== Exercise aim ==
Locate each line in the entries below that contains the string "base" and copy those lines in full. Case matters, so count only matches with the same capitalization.
───── Recorded data ─────
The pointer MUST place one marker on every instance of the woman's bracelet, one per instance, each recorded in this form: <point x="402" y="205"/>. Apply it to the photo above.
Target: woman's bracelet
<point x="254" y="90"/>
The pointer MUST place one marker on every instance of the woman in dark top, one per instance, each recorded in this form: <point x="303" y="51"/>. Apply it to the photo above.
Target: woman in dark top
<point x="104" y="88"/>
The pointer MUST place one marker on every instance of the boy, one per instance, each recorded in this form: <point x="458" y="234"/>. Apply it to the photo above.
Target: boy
─────
───── Recorded data ─────
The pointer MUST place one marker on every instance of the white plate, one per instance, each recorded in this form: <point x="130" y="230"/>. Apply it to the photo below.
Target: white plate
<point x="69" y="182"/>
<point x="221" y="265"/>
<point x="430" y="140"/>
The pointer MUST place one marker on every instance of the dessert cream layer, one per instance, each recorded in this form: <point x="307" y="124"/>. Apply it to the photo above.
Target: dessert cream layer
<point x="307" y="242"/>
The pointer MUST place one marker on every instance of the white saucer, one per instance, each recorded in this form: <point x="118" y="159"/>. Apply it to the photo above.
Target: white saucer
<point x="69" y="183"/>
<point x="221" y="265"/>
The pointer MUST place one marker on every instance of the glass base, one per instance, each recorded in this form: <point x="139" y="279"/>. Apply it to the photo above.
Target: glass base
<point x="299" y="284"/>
─────
== Correct output ==
The pointer MUST place one marker on every instance of the glass base, one per instance, each recorded in this form: <point x="139" y="279"/>. Apply it to the photo above.
Target: glass base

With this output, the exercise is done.